* **Activity list**:
a) Using the eBook review of Fighting the Flying Circus, answer these:
(i) How many pages is the print length?
(ii) What did the reviewer not like?
(iii) What aircraft had replaced the Nieuports when EVR returned in September?
b) Extend the eBook review of Fighting the Flying Circus, picking up right after its last sentence.
*** Excerpt
Sunday, September 2, 2012

eBook Review: Fighting the Flying Circus




Eddie Rickenbacker, Fighting the Flying Circus

Product Details

  • File Size: 2858 KB
  • Print Length: 382 pages
  • Publisher: LeClue22 (February 8, 2008)
  • Sold by: Amazon Digital Services, Inc.
  • Language: English
  • ASIN: B0013NXB6S
  • Text-to-Speech: Enabled
  • Average Customer Review: 4.6 out of 5 stars (9 customer reviews) 
  • Price: $2.99
1. Short review:    (Amazon rating: 4 out of 5 stars -- I like it.)

2. Long review:
2.1. What I liked:  The pictures. The first-hand account.
Roller-coaster or walk-in-the-park? Should be a roller coaster but it reads more like a walk in the park.

2.2. What I did not like: Lack of detail for September and October 1918.

2.3. Who I think is the audience: Air combat buffs. History buffs.

2.4. Is the book appropriate for children to read?  Yes. No worries.

2.5. On the basis of reading this book, will I buy the author's next book?  Yes.

2.6. The plot in a nutshell:
     There is no plot. Fighting the Flying Circus is an edited memoir. It was pieced together from Rickenbacker's (EVR) war diary and his letters.
     EVR's story mirrors the story of the United States Air Service in WW1. He wrote of flying Nieuport 28s on patrol without guns; then with one gun to a plane because they had not enough to equip every plane with two; of many pilots shredding their top planes in dives.
     EVR spent June, July, and August in the hospital recovering from an ear operation. He returned in September to find that his group had not downed many Boche during his absence and that the Nieuports had been replaced with Spad XIIIs.
******
*** Entries provided
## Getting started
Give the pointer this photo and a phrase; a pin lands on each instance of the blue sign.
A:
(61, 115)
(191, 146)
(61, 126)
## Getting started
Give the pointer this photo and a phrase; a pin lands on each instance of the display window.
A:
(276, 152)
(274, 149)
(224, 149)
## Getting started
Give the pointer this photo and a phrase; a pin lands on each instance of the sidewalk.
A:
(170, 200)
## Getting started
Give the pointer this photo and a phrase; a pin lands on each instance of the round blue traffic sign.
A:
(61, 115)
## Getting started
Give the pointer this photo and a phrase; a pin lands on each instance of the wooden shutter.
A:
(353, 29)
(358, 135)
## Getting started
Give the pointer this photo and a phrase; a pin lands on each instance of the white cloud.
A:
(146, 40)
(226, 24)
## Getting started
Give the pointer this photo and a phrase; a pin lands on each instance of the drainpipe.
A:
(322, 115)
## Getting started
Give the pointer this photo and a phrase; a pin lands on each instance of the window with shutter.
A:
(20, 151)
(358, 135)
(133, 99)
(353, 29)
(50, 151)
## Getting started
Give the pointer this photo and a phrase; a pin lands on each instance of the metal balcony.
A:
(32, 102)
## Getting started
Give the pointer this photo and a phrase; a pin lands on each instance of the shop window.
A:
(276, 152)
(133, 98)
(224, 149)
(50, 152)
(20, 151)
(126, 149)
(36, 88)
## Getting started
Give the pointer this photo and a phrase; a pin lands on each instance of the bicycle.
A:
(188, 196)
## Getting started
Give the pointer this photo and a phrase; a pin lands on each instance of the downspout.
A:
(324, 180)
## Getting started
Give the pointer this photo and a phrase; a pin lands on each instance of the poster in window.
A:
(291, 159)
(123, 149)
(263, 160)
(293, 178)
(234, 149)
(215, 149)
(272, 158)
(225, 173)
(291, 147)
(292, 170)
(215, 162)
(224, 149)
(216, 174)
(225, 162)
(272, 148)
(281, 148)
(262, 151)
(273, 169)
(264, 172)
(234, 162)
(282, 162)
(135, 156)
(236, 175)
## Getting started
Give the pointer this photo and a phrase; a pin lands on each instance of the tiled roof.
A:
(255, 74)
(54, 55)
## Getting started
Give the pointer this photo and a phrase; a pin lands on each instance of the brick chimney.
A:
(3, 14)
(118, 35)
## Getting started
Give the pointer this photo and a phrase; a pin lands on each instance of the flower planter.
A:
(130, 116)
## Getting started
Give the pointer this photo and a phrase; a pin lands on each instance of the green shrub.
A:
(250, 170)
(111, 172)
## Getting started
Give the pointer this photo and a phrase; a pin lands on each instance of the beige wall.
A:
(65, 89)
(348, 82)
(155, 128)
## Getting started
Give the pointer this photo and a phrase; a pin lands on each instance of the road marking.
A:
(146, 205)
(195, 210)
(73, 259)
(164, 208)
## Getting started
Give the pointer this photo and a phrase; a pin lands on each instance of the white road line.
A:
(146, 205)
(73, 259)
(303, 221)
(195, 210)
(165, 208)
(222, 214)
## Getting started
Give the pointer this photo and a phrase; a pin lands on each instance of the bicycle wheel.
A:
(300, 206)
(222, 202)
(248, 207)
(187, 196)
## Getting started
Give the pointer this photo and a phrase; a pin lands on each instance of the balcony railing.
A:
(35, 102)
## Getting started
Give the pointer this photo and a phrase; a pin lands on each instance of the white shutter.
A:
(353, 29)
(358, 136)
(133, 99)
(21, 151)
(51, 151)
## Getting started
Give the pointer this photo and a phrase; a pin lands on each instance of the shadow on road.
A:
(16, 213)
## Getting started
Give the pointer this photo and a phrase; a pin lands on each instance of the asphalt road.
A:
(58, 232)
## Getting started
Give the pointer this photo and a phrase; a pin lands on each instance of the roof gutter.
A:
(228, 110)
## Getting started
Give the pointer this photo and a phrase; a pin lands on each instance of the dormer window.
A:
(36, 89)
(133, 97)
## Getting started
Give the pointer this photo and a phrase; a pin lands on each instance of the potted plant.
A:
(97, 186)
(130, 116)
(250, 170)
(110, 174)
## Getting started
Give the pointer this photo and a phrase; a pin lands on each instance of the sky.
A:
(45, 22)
******
* **Your written answers**:
a)
(i) 382 pages
(ii) The lack of detail for September and October 1918.
(iii) Spad XIIIs

b)
     EVR wrote of Frank Luke's comet-like fighting career. He ended with Luke's disappearance. When Fighting the Flying Circus was first printed in 1919, the USAS had not received the story of Luke's last fight nor the location of his grave.
     Fighting the Flying Circus contains details about guns jamming and using incendiary ammunition to ignite German balloons.
     I was pleased with the photos in Fighting the Flying Circus. These included photos of EVR, his squadron mates, observation balloons, and the Hannover CLII that EVR brought down.
     About a quarter way through the book, I said to myself, "I think this was ghostwritten." It was. The ghostwriter of Fighting the Flying Circus was  Laurence La Tourette Driggs. The Aerodrome has a short piece about him. Search for the write-up by Ira Silverman.
     In the appendices at the end of the book, there is a table of Rickenbacker's confirmed kills. The list in Wikipedia echoes this list. I found it better than EVR's list at the Aerodrome. Together, the two lists seem comprehensive.    
     YMMV.
 2.7. Other:
     This is a later edition. It includes appendices that detail EVR's accomplishments after the war, such as the fact that he was presented the CMoH by President Herbert Hoover in 1931.